Could you copy the material below word for word, keeping every line as it is?
* Begin Records supplied *
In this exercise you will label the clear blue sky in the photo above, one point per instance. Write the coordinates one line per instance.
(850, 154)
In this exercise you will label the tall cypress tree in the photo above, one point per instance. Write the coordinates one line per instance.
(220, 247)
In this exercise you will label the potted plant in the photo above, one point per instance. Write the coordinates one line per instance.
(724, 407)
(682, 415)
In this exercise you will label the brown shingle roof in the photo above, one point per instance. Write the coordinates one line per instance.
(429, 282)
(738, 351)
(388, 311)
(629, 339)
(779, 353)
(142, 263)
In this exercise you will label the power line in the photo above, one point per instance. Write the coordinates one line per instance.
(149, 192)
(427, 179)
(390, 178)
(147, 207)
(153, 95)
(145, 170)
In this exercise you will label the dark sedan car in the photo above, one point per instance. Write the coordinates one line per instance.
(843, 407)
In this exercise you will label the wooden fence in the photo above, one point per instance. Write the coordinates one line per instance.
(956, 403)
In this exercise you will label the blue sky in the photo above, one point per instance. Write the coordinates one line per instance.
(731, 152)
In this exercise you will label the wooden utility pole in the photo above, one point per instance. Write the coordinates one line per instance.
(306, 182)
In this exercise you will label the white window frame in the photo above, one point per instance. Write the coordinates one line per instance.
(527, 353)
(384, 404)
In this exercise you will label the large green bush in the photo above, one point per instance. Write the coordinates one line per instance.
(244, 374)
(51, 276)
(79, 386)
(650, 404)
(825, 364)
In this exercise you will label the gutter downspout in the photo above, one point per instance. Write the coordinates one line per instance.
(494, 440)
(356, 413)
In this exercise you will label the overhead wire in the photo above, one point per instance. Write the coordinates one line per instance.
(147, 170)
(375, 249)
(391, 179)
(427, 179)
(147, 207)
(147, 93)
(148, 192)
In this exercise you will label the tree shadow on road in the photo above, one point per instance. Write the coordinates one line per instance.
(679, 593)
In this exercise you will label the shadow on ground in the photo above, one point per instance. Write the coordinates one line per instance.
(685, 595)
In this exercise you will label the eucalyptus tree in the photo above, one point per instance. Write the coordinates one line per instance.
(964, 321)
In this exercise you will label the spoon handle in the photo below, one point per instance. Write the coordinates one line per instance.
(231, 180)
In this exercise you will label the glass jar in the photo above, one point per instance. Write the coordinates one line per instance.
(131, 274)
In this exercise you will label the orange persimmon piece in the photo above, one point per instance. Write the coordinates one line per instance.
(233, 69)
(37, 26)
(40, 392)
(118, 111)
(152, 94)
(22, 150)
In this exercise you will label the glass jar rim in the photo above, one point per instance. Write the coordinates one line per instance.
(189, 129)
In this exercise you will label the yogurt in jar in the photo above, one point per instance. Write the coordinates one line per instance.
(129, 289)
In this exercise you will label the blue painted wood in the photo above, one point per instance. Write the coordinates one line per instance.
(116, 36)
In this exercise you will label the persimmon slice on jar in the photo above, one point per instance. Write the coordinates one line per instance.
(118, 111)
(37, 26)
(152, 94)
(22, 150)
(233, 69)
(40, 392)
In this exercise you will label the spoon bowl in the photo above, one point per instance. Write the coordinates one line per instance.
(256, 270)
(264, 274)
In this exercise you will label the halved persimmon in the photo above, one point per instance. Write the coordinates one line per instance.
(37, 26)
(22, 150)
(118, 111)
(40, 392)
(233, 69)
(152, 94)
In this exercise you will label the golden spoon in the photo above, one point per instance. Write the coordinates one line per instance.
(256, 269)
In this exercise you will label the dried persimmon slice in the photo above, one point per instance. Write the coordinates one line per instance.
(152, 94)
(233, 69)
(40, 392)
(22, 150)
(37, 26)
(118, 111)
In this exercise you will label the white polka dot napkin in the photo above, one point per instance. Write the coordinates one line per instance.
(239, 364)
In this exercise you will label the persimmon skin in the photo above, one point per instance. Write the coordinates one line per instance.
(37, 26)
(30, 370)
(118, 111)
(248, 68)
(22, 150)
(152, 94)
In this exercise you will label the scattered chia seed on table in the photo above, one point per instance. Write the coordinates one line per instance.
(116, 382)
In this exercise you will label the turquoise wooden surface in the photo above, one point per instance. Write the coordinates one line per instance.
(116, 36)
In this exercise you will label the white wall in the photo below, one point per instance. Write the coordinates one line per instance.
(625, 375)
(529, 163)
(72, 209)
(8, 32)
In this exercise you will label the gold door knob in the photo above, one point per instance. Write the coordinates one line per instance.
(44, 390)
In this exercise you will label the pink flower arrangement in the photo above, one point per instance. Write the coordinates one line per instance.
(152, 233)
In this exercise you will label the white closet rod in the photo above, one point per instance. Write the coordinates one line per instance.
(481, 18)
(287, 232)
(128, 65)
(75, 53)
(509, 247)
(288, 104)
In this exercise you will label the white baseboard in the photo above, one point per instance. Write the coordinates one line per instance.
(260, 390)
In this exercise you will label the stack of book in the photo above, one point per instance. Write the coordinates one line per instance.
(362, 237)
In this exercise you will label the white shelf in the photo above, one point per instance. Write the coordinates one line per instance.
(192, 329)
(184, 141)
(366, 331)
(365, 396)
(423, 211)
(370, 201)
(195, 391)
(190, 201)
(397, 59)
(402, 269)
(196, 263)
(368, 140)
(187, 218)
* End Records supplied *
Written response:
In this exercise you will label the clear blue sky in the photo above, one point per instance. Write the coordinates one line per instance.
(850, 154)
In this exercise you will label the tall cypress tree in the photo above, one point per instance. Write the coordinates one line per instance.
(220, 247)
In this exercise you will label the potted plant in the photo above, one point per instance. Write the coordinates one line per instance.
(724, 407)
(682, 415)
In this exercise you will label the brown shingle roof in the photo above, one point per instance. Write the coordinates one line per instance.
(429, 282)
(738, 351)
(388, 311)
(629, 339)
(779, 353)
(142, 263)
In this exercise you will label the power line in the photo above, one point per instance. Write the coordinates one line per instance.
(149, 192)
(427, 179)
(390, 178)
(147, 207)
(153, 95)
(145, 170)
In this exercise you will label the dark sedan car in the photo above, one point per instance. Write the coordinates one line per instance.
(843, 407)
In this exercise you will label the wooden fence in the photo above, one point per instance. Write the coordinates one line per instance.
(956, 403)
In this exercise you will label the blue sky in the photo above, one point per instance. Write the coordinates one line per instance.
(731, 152)
In this exercise you will label the wooden utility pole in the photo above, one point per instance. Write the coordinates one line per instance.
(306, 182)
In this exercise you will label the white window frame in the photo above, one point per instance. Write the coordinates one line per instance.
(527, 353)
(384, 404)
In this exercise you will label the large green bush in the photo above, one point per instance. Write the coordinates one line per instance.
(244, 374)
(51, 276)
(79, 386)
(650, 404)
(825, 364)
In this exercise you will label the gutter downspout in the photo above, one point per instance. Write the coordinates one line per instance.
(494, 440)
(356, 413)
In this exercise you will label the overhead wire in the photo above, one point per instance. Write the coordinates one line per instance.
(147, 170)
(375, 249)
(391, 179)
(427, 179)
(147, 207)
(147, 93)
(148, 192)
In this exercise you will label the tree shadow on road in the photo above, one point per instance. Write the coordinates one line per instance.
(679, 593)
In this exercise you will label the shadow on ground in the photo above, one point per instance. Write the coordinates one line per instance.
(685, 595)
In this exercise you will label the eucalyptus tree in the photo above, one point per instance. Write the coordinates one line per instance.
(964, 321)
In this exercise you will label the spoon handle in the photo below, one point per instance. Write the coordinates one line per instance.
(231, 180)
In this exercise you will label the glass jar in the photo above, one point per instance. Write the coordinates one line per instance.
(131, 274)
In this exercise you will label the orange persimmon piece in the photo above, one point per instance. Write the coordinates one line per instance.
(233, 69)
(37, 26)
(40, 392)
(118, 111)
(152, 94)
(22, 150)
In this exercise you will label the glass jar rim in the photo above, one point per instance. Write the coordinates one line per instance.
(189, 129)
In this exercise you will label the yogurt in jar in the photo above, one point per instance. Write the coordinates one line per instance.
(129, 289)
In this exercise you will label the blue painted wood in the photo above, one point per instance. Write the coordinates one line per instance.
(116, 36)
In this exercise you will label the persimmon slice on jar in the photo above, one point per instance. Write the coordinates one line per instance.
(118, 111)
(37, 26)
(152, 94)
(22, 150)
(233, 69)
(40, 392)
In this exercise you will label the spoon bowl in the photo above, one point per instance. Write the coordinates one line per instance.
(256, 270)
(264, 274)
In this exercise you will label the halved persimmon in the photo above, one point per instance. Write the coordinates one line per instance.
(37, 26)
(22, 150)
(118, 111)
(40, 392)
(233, 69)
(152, 94)
In this exercise you will label the golden spoon in the photo above, one point per instance. Write the coordinates one line per instance.
(256, 269)
In this exercise you will label the dried persimmon slice in the photo above, one point per instance. Write the coordinates one line per instance.
(152, 94)
(233, 69)
(40, 392)
(22, 150)
(37, 26)
(118, 111)
In this exercise you will label the white polka dot napkin in the photo above, one point per instance. Write the coordinates one line per instance.
(239, 364)
In this exercise you will label the persimmon skin in the photo above, one point per instance. Write the coordinates one line per instance.
(37, 26)
(30, 370)
(118, 111)
(248, 68)
(22, 150)
(152, 94)
In this exercise you will label the scattered chia seed on table in the photo above, one point per instance. Write the coordinates one line per instance.
(116, 382)
In this exercise you will label the turquoise wooden surface in the photo above, one point per instance. Write the coordinates one line per instance.
(116, 36)
In this exercise you will label the white wall in the photo below, one point per instance. Write the coordinates one line per instance.
(625, 375)
(529, 163)
(72, 209)
(8, 32)
In this exercise you will label the gold door knob in the photo above, one point per instance. Write the coordinates one line per instance.
(44, 390)
In this exercise you will label the pink flower arrangement in the photo above, one point per instance. Write the coordinates one line per instance.
(152, 233)
In this exercise you will label the white closet rod in the photo above, one point per instance. Write the coordinates one line per instance.
(481, 18)
(287, 232)
(128, 65)
(75, 53)
(509, 247)
(288, 104)
In this exercise you will label the white baseboard in the photo above, one point per instance. Write the coordinates one line per instance.
(260, 390)
In this exercise you will label the stack of book in the photo above, one point per instance. Write the coordinates one line per instance.
(362, 237)
In this exercise you will label the white shelf in the photo above, one point per instance. Write the coordinates one line per instance.
(192, 329)
(184, 141)
(366, 331)
(365, 396)
(423, 211)
(370, 201)
(195, 391)
(190, 201)
(397, 59)
(402, 269)
(196, 263)
(368, 140)
(187, 218)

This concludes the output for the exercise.